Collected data
-- Opening Marker --
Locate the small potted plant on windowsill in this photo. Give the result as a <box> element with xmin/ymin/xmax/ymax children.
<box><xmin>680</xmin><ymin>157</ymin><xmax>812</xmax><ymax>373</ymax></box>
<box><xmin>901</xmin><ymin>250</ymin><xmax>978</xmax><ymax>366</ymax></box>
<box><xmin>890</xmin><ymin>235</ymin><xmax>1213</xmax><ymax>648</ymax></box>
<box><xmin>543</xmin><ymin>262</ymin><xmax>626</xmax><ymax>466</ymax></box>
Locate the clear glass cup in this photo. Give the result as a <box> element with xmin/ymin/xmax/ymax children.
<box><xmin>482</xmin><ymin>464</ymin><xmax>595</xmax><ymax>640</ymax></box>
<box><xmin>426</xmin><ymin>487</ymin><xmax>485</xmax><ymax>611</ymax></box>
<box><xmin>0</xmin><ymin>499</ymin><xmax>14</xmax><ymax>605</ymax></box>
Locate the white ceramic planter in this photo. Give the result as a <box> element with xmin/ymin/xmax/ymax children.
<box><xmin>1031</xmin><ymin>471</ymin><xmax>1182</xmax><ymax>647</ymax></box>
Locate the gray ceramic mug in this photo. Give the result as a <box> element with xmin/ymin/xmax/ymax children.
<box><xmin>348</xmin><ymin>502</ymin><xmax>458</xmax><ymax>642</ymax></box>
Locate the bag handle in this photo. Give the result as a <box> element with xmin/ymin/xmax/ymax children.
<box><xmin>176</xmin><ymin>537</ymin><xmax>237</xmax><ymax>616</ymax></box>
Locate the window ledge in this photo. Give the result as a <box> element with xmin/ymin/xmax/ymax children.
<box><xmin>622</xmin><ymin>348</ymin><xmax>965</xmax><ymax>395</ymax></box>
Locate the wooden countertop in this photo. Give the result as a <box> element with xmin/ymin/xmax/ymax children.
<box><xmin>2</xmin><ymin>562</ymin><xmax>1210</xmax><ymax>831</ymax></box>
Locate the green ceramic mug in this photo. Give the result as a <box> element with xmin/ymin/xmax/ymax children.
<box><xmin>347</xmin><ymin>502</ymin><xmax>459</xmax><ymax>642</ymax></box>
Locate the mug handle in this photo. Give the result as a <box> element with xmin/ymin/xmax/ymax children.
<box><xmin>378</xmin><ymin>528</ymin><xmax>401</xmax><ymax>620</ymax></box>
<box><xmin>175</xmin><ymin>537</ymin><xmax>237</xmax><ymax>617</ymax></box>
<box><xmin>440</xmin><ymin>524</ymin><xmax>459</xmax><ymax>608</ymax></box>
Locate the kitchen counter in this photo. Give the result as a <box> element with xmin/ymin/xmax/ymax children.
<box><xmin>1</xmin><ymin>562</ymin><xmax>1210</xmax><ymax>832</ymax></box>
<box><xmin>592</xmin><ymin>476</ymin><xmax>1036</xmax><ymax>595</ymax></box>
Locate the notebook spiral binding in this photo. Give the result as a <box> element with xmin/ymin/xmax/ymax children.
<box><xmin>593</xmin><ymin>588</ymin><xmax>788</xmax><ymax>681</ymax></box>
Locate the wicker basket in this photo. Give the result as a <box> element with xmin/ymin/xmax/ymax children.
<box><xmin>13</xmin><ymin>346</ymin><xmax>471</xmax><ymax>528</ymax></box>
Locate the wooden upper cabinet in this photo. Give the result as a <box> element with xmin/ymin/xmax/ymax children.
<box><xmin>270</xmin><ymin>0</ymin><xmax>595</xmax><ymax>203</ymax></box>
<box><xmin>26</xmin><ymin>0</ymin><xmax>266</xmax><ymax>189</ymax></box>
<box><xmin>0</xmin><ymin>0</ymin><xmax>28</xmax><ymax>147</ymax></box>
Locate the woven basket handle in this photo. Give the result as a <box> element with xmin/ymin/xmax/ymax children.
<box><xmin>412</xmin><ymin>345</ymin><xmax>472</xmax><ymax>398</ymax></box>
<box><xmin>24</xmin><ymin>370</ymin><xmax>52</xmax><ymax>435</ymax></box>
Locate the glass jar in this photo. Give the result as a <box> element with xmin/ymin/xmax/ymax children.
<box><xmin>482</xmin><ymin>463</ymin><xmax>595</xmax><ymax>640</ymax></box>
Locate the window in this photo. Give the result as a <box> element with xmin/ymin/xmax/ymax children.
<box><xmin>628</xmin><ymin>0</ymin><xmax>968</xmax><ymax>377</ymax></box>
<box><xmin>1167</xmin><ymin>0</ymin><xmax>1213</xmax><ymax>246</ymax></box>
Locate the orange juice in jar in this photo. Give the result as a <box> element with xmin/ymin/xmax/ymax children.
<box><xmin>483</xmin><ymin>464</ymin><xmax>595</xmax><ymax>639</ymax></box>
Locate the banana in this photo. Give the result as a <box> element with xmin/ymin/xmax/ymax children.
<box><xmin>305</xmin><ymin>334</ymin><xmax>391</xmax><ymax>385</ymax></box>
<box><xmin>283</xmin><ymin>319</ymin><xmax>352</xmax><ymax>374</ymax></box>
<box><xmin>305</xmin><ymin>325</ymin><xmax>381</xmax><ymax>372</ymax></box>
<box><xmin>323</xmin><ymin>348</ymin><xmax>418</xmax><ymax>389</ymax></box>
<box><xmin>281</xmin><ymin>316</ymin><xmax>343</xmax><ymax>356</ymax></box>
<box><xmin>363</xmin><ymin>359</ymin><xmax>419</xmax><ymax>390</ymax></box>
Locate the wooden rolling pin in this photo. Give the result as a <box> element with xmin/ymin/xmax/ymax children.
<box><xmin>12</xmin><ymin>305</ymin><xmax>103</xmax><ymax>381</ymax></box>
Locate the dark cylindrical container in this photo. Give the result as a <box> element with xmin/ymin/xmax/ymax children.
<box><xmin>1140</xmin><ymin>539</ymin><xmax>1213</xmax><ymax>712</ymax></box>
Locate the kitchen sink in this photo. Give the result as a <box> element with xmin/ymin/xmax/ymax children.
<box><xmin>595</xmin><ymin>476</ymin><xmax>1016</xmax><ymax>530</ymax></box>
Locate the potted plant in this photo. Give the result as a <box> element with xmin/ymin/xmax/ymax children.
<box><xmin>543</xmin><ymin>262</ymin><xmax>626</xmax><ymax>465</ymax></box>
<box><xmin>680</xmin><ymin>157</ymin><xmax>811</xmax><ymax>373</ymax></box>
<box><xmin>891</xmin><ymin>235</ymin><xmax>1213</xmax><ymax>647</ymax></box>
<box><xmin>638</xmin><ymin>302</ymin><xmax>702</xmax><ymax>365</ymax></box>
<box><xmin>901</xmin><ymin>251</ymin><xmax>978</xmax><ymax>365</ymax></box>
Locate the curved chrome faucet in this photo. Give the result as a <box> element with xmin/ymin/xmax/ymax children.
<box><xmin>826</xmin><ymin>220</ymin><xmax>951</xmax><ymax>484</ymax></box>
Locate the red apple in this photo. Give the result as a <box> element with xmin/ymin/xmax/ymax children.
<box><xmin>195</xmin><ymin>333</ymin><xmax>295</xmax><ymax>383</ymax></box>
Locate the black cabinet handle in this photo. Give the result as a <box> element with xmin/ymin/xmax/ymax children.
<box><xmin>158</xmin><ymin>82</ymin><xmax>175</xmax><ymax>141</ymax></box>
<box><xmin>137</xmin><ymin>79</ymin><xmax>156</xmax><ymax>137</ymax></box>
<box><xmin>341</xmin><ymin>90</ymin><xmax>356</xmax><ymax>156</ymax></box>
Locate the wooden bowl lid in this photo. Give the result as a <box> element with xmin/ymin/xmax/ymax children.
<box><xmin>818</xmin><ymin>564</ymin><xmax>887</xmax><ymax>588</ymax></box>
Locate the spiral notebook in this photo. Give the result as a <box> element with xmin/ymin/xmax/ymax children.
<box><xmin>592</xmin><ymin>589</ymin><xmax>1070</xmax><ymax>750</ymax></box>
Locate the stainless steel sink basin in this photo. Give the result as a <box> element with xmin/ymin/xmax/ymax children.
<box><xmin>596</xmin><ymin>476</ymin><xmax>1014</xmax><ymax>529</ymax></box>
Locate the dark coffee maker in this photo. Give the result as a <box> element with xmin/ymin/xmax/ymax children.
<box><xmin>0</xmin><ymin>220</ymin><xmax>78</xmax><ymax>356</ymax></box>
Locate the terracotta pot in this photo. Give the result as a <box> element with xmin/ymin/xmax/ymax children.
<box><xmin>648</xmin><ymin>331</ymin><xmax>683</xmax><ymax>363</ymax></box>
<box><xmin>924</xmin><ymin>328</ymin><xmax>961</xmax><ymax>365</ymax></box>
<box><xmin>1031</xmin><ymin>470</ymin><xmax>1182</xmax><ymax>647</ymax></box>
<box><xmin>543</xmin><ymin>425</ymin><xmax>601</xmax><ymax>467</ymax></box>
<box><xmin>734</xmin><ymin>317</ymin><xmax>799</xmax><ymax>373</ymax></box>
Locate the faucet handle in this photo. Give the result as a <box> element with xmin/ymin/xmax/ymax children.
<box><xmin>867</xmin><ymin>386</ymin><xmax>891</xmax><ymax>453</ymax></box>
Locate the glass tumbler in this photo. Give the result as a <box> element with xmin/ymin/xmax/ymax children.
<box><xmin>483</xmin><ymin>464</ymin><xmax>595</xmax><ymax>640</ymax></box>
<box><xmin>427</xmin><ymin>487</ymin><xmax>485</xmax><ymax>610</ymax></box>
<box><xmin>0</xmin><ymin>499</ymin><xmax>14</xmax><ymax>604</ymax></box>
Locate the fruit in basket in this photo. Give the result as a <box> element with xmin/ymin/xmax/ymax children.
-- Closing Marker --
• **WHAT THE TASK REQUIRES**: Copy nothing except the lines from the one with "Locate the dark coffee" through the end of the records; keep each exactly as it appears, first and last included.

• **RESULT BELOW**:
Locate the dark coffee maker in this photo. Give the result as a <box> element with xmin/ymin/xmax/ymax children.
<box><xmin>0</xmin><ymin>220</ymin><xmax>78</xmax><ymax>356</ymax></box>
Locate the terracotta pot in this photo. Give the result as a <box> element with xmin/ymin/xmax/ymax children.
<box><xmin>648</xmin><ymin>331</ymin><xmax>683</xmax><ymax>363</ymax></box>
<box><xmin>924</xmin><ymin>328</ymin><xmax>961</xmax><ymax>365</ymax></box>
<box><xmin>1031</xmin><ymin>470</ymin><xmax>1182</xmax><ymax>647</ymax></box>
<box><xmin>543</xmin><ymin>425</ymin><xmax>601</xmax><ymax>467</ymax></box>
<box><xmin>734</xmin><ymin>317</ymin><xmax>799</xmax><ymax>373</ymax></box>
Locate the faucet handle in this photo. Give the result as a <box> element with xmin/ymin/xmax/ymax children.
<box><xmin>867</xmin><ymin>386</ymin><xmax>891</xmax><ymax>453</ymax></box>
Locate the glass tumbler in this photo. Give the result as a <box> element with xmin/ymin/xmax/ymax children.
<box><xmin>483</xmin><ymin>464</ymin><xmax>595</xmax><ymax>640</ymax></box>
<box><xmin>427</xmin><ymin>487</ymin><xmax>485</xmax><ymax>610</ymax></box>
<box><xmin>0</xmin><ymin>499</ymin><xmax>14</xmax><ymax>604</ymax></box>
Locate the fruit in basket in this photo. Give the result as a <box> element with xmin/ymin/xmax/ymax children.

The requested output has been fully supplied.